◆ Task 1:
For the text on occupational health services, state whether each statement agrees with it: (a) the services assess how physically suited an employee is to a task; (b) the services are a kind of proficiency testing; (c) the services protect employers as well as employees. Answer yes or no for each and quote the words of the text that decide it.
◆ Task 2:
Print the part of the text on occupational health services starting at "The Scope of" and ending at "intended to evaluate.".
◆ Task 3:
Carry on the text about occupational health services from the point where it stops.

◆ Extract to read:
The Scope of Occupational Health Services

The role of those responsible for ensuring health and safety in the workplace, now commonly described as industrial hygiene, is to identify potential hazards and to institute measures to ensure that any threat posed to workers is eliminated or kept within acceptable limits. By contrast, the focus of occupational health services is more about establishing the fitness of a worker to perform his or her designated tasks. Not to be confused with proficiency testing, in this case, it is the physical suitability of an employee to undertake a given task that these services are intended to evaluate.

The conditions under which workers are required to perform can vary quite widely, and part of ensuring their health and safety at work is to make quite certain that they are physically equipped to handle those conditions. For example, should an employer wish to hire staff to work in a food processing plant, the role of an occupational health services specialist would be to examine the prospective employees for any evidence that one of them could be a symptomless carrier of E.coli or some other potential gastrointestinal pathogen.

In a similar vein, imagine the consequences of hiring a construction worker who, at some stage. is required to work on the upper level of a high-rise building, should that worker fall and become seriously injured or worse. A straightforward mistake due to carelessness would be bad enough, but what if that worker experienced severe vertigo and lost balance? It is precisely to prevent occurrences, such as this, that occupational health services are available to employers. In this case, failure to spot that a prospective employee was a victim of Meniere’s disease could leave an employer exposed to costly legal action. In this respect, these services are as much a source of protection for employers as they are for employees.

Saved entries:

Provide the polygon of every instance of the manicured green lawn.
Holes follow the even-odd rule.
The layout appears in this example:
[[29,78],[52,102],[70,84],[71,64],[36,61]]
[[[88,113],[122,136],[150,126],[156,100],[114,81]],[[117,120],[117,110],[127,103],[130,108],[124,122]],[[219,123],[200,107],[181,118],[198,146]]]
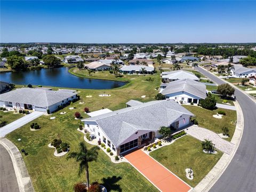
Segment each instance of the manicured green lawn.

◆ Answer area 1:
(a) Yes: "it is the physical suitability of an employee to undertake a given task that these services are intended to evaluate."
(b) No: "Not to be confused with proficiency testing"
(c) Yes: "these services are as much a source of protection for employers as they are for employees."

◆ Answer area 2:
The Scope of Occupational Health Services

The role of those responsible for ensuring health and safety in the workplace, now commonly described as industrial hygiene, is to identify potential hazards and to institute measures to ensure that any threat posed to workers is eliminated or kept within acceptable limits. By contrast, the focus of occupational health services is more about establishing the fitness of a worker to perform his or her designated tasks. Not to be confused with proficiency testing, in this case, it is the physical suitability of an employee to undertake a given task that these services are intended to evaluate.

◆ Answer area 3:
Speaking of industrial compensation claims, one of the greatest benefits available to any employer is to have a record of each employee’s state of health from the point at which he or she joined the company to his or her date of departure, If, for example, a departing employee should claim to have developed noise-induced hearing loss on the job, the records kept by an occupational health services company could prove unequivocally that the claimant’s hearing was no worse than when he or she was first employed.

Fitness for work will often be taken for granted when an employee returns to work following an injury or a bout of illness. Once again, should this prove untrue, there could be serious consequences. This is yet another example of how occupational health services protect workers and employers across South Africa.